▸ Information provided:
=-=-=

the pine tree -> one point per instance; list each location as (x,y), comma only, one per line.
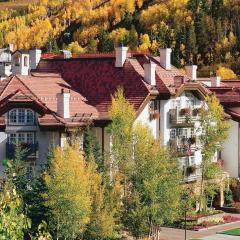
(133,38)
(105,43)
(217,9)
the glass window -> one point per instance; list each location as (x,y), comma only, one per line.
(13,116)
(21,137)
(192,132)
(182,132)
(12,138)
(173,133)
(21,116)
(30,137)
(30,116)
(25,61)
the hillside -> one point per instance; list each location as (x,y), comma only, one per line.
(16,5)
(206,32)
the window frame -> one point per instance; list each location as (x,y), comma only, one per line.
(26,113)
(25,136)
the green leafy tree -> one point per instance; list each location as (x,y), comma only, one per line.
(68,193)
(92,147)
(215,131)
(105,43)
(149,174)
(13,220)
(103,220)
(123,117)
(133,38)
(154,195)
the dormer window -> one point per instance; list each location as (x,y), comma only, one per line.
(21,116)
(25,60)
(17,60)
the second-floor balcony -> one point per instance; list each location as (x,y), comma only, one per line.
(29,150)
(191,170)
(184,116)
(184,146)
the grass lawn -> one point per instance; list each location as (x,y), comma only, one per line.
(234,232)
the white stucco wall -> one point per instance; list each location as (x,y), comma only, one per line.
(165,126)
(153,124)
(230,152)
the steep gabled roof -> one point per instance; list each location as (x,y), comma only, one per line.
(40,91)
(97,79)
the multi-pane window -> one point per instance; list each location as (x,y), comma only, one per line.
(21,137)
(175,103)
(172,133)
(192,132)
(21,116)
(182,132)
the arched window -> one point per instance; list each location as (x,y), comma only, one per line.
(21,116)
(30,116)
(25,60)
(17,60)
(13,116)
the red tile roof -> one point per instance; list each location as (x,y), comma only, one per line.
(42,89)
(97,79)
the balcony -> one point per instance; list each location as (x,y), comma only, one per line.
(191,171)
(184,116)
(30,151)
(184,146)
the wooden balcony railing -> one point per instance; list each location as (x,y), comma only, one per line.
(29,150)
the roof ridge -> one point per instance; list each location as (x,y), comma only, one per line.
(7,84)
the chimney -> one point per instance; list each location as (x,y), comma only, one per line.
(215,81)
(150,73)
(63,104)
(121,56)
(165,58)
(11,47)
(66,54)
(192,72)
(35,57)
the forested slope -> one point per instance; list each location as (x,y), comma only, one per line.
(206,32)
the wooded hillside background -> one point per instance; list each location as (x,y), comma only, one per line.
(204,32)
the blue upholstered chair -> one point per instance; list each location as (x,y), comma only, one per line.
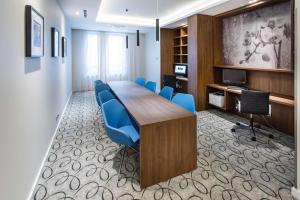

=-=-=

From the line containing "the chimney ->" to the last line of the records above, return each line exactly, both ends included, and nothing more. Leave out the pictures.

▸ Response area:
the chimney -> one point per instance; list each location as (x,y), comma only, one per line.
(215,81)
(150,73)
(63,104)
(121,56)
(165,58)
(11,47)
(66,54)
(192,72)
(35,57)
the forested slope -> one point per instance; list each location as (x,y), comma only, one per line.
(206,32)
the wooded hillside background -> one point per instance; list each location as (x,y), comma only, one per line.
(204,32)
the blue upholstered chair -> one point per instance; list each location as (x,y), comma only, one per line.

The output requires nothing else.